TO BE DONE »
Quote the records that follow in full and exactly; leave out the pictures.

RECORD SET »
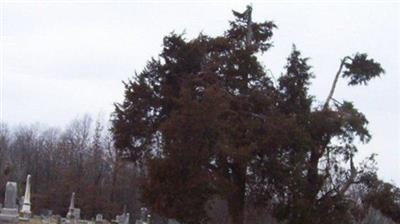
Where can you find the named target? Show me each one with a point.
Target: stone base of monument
(9, 215)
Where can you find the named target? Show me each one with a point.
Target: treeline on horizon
(205, 135)
(79, 158)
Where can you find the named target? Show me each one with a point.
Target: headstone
(26, 206)
(77, 214)
(10, 211)
(99, 218)
(71, 208)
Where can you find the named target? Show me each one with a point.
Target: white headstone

ANSWER FOR THE TASK »
Where can you find the named target? Show me each one with a point.
Target: stone base of monument
(9, 215)
Where can you find the named target? Show me each one with a point.
Target: treeline on horizon
(205, 135)
(79, 158)
Where can you find the named target? Show me each one with a point.
Target: headstone
(26, 206)
(77, 214)
(10, 211)
(99, 218)
(71, 208)
Where can you find the named target? Show me each one with a point.
Target: white headstone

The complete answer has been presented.